▸ TASK MATERIAL:
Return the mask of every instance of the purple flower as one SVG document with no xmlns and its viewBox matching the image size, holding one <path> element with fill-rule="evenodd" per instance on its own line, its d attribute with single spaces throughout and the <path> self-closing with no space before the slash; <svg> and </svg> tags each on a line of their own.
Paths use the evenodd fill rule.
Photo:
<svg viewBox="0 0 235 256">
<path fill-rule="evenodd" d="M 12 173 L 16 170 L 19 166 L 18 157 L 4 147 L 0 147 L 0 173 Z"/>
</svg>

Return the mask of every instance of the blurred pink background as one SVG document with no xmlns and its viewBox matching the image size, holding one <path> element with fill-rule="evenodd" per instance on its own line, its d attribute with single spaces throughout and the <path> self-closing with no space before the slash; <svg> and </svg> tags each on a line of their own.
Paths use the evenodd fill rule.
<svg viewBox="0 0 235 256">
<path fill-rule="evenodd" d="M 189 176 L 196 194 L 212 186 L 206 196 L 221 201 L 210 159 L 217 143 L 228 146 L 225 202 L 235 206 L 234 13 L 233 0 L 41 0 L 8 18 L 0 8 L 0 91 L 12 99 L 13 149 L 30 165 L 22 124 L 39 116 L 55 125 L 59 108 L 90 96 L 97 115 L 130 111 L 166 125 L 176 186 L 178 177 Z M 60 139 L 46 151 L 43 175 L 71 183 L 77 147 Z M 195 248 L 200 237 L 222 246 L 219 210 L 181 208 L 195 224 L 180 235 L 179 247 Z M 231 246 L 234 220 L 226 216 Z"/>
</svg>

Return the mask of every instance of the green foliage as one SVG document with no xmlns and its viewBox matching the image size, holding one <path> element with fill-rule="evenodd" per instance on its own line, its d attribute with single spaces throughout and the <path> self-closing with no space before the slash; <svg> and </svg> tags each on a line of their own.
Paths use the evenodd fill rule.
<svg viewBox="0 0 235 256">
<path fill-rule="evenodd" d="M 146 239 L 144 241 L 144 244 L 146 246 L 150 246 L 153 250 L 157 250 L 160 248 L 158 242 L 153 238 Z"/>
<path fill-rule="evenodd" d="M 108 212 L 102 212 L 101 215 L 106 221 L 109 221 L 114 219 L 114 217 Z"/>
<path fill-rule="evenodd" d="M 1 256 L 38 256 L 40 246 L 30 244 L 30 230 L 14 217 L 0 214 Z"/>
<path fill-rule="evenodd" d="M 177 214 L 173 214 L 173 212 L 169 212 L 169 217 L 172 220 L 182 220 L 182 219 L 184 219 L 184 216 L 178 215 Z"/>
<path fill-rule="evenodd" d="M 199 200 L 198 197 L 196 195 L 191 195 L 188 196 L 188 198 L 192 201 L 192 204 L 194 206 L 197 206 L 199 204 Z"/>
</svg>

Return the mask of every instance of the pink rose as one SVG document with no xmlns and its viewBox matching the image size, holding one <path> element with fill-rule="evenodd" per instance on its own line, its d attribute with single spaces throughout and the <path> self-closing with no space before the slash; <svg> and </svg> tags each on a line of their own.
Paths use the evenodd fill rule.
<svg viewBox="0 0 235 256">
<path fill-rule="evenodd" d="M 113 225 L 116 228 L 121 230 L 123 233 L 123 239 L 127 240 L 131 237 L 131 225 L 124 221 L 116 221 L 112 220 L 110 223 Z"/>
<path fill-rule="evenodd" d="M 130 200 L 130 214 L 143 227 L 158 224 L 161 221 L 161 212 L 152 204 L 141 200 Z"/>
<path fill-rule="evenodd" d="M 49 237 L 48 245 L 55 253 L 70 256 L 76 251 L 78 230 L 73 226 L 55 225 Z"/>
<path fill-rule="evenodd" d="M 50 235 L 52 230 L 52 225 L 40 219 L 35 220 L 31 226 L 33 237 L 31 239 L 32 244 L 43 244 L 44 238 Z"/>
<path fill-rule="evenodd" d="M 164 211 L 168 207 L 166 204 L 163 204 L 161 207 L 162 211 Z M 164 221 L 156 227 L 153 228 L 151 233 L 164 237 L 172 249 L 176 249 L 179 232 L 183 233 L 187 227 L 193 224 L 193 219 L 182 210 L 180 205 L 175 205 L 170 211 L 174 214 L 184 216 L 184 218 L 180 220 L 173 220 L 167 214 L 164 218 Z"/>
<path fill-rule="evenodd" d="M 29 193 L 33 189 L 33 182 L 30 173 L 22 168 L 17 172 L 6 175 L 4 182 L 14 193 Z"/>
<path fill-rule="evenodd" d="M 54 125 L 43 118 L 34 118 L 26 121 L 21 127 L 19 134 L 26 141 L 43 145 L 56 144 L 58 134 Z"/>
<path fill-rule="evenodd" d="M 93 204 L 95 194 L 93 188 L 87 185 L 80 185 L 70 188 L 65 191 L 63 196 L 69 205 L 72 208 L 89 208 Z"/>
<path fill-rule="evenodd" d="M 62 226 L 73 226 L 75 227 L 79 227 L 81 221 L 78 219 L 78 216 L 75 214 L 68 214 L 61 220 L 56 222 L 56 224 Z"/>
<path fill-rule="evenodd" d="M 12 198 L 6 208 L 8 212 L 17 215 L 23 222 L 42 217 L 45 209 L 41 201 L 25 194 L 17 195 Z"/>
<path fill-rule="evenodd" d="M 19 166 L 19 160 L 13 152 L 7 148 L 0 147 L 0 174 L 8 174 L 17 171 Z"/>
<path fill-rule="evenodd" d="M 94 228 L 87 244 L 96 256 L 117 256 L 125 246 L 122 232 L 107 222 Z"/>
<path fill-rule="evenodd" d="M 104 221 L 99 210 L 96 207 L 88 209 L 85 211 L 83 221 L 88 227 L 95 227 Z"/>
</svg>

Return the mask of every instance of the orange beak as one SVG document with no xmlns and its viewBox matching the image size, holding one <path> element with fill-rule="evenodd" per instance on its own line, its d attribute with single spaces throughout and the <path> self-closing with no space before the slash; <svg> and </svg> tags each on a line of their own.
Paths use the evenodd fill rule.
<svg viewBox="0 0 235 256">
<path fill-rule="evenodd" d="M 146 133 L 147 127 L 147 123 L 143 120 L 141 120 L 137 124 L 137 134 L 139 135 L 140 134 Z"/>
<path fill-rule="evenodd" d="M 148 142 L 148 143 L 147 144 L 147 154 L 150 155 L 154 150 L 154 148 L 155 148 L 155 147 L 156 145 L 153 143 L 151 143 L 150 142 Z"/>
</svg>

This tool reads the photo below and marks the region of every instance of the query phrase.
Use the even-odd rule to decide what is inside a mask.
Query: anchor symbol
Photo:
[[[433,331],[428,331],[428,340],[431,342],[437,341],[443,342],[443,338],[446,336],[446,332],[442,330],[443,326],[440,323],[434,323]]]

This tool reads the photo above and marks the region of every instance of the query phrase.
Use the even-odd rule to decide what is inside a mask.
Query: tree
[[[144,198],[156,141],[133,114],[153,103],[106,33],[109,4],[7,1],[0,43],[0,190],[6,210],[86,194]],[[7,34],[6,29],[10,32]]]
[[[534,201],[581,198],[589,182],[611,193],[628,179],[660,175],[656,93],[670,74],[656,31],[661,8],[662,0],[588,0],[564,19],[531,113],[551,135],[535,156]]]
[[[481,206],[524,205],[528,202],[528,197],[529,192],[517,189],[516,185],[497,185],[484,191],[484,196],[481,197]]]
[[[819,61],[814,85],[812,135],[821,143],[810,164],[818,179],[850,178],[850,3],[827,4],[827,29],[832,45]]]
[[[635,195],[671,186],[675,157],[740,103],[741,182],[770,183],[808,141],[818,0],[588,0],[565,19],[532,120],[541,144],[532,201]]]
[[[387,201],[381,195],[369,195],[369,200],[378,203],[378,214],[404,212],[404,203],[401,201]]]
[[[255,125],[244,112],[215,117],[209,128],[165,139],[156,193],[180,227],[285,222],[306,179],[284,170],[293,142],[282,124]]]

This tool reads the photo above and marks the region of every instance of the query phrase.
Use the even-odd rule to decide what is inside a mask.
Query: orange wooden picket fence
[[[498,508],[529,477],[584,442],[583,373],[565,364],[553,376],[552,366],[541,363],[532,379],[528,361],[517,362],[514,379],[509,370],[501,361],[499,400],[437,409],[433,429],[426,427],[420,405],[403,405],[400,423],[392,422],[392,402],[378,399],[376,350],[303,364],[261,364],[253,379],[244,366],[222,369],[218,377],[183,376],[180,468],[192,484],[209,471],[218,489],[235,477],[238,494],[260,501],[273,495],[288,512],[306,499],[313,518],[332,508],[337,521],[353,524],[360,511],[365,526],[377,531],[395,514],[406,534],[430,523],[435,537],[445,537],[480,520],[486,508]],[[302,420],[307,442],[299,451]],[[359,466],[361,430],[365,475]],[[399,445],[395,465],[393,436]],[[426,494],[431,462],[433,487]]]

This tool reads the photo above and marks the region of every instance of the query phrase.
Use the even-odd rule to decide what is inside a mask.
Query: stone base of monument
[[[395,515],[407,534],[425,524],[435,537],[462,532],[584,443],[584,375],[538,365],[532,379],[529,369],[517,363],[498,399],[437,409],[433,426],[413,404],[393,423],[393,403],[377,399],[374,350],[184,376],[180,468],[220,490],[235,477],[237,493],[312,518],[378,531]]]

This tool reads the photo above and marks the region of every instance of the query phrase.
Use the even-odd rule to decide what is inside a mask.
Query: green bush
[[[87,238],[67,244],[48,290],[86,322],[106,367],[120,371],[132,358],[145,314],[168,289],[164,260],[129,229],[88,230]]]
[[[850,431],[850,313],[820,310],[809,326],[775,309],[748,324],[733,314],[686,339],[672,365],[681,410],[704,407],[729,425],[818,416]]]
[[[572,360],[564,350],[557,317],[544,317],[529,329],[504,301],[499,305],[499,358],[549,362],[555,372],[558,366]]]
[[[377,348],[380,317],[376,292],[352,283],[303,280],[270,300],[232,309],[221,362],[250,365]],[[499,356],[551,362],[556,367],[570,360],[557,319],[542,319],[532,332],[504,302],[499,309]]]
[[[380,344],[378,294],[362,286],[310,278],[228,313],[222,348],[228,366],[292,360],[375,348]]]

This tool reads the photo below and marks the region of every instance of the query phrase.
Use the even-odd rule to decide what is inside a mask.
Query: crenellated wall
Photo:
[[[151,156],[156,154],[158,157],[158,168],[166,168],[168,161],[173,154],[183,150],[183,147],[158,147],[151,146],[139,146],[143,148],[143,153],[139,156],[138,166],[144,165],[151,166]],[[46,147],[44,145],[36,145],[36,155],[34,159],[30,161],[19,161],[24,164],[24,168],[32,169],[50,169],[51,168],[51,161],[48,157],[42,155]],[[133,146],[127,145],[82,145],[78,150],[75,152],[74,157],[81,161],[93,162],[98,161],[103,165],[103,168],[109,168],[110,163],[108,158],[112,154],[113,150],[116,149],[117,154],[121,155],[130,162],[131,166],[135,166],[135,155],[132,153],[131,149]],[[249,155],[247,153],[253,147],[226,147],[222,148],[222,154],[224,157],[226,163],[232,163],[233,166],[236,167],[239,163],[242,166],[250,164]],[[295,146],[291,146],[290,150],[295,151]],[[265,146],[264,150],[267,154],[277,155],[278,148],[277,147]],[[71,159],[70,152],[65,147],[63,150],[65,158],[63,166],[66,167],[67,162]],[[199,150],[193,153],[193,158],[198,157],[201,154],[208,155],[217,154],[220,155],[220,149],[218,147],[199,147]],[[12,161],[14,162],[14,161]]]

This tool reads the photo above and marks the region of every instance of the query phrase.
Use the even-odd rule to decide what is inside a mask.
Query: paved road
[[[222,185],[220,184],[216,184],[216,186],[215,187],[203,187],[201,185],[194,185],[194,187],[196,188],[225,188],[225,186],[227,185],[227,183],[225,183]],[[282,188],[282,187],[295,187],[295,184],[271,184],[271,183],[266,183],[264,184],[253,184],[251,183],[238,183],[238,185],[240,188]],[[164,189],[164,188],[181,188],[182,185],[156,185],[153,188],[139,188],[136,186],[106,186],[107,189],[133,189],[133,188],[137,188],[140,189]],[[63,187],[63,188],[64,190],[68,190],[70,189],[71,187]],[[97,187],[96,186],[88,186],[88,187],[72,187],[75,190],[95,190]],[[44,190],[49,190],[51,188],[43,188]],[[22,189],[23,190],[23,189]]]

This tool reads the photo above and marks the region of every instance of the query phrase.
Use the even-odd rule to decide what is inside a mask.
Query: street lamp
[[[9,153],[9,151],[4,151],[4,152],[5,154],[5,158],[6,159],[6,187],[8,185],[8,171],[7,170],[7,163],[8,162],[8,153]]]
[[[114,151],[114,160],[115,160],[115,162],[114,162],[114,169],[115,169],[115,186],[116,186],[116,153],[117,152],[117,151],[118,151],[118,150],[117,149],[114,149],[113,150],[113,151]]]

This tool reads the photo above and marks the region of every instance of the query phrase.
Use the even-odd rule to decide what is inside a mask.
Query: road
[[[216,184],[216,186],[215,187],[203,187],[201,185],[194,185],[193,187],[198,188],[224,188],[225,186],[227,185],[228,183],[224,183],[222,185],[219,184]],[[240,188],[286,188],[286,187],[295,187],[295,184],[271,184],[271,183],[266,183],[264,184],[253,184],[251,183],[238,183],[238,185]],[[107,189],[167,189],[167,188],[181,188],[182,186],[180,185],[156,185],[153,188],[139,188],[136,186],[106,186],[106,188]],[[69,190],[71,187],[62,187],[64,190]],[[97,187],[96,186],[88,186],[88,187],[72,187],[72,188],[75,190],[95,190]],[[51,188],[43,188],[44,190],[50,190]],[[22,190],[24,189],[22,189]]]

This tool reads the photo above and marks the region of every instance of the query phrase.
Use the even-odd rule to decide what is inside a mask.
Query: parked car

▸ TASK DIRECTIONS: Quote everything from the line containing "Return the mask of every instance of the pink" down to the line containing "94 228 L 87", both included.

▸ TASK OUTPUT:
Return the mask of every instance of the pink rose as one SVG document with no xmlns and its viewBox matching the image size, holding one <path> element with fill-rule="evenodd" per instance on its own line, its d attribute with single spaces throughout and the <path> self-closing with no space before the slash; <svg> and </svg> tags each on a line of their own.
Paths use the evenodd fill rule.
<svg viewBox="0 0 235 256">
<path fill-rule="evenodd" d="M 113 225 L 116 228 L 121 230 L 123 233 L 123 239 L 127 240 L 131 237 L 131 225 L 124 221 L 116 221 L 112 220 L 110 223 Z"/>
<path fill-rule="evenodd" d="M 130 200 L 130 214 L 143 227 L 158 224 L 161 221 L 161 212 L 152 204 L 141 200 Z"/>
<path fill-rule="evenodd" d="M 49 237 L 48 245 L 55 253 L 70 256 L 76 251 L 78 230 L 73 226 L 55 225 Z"/>
<path fill-rule="evenodd" d="M 50 235 L 52 230 L 52 225 L 40 219 L 35 220 L 31 226 L 33 237 L 31 239 L 32 244 L 43 244 L 44 238 Z"/>
<path fill-rule="evenodd" d="M 164 211 L 168 207 L 166 204 L 163 204 L 161 207 L 162 211 Z M 164 221 L 156 227 L 153 228 L 151 233 L 164 237 L 172 249 L 176 249 L 179 232 L 183 233 L 187 227 L 193 224 L 193 219 L 182 210 L 180 205 L 175 205 L 170 211 L 174 214 L 184 216 L 184 218 L 180 220 L 173 220 L 167 214 L 164 218 Z"/>
<path fill-rule="evenodd" d="M 29 193 L 33 189 L 33 182 L 30 173 L 22 168 L 17 172 L 6 175 L 4 182 L 14 193 Z"/>
<path fill-rule="evenodd" d="M 54 125 L 43 118 L 34 118 L 26 121 L 21 127 L 19 134 L 26 141 L 43 145 L 56 144 L 58 134 Z"/>
<path fill-rule="evenodd" d="M 93 204 L 95 194 L 93 188 L 87 185 L 80 185 L 70 188 L 65 191 L 63 196 L 69 205 L 72 208 L 89 208 Z"/>
<path fill-rule="evenodd" d="M 62 226 L 73 226 L 75 227 L 79 227 L 81 221 L 78 219 L 78 216 L 75 214 L 68 214 L 61 220 L 56 222 L 56 224 Z"/>
<path fill-rule="evenodd" d="M 12 198 L 6 208 L 8 212 L 17 215 L 23 222 L 42 217 L 45 209 L 41 201 L 25 194 L 17 195 Z"/>
<path fill-rule="evenodd" d="M 19 166 L 19 160 L 13 152 L 7 148 L 0 147 L 0 174 L 8 174 L 17 171 Z"/>
<path fill-rule="evenodd" d="M 94 228 L 87 244 L 96 256 L 117 256 L 125 246 L 122 232 L 107 222 Z"/>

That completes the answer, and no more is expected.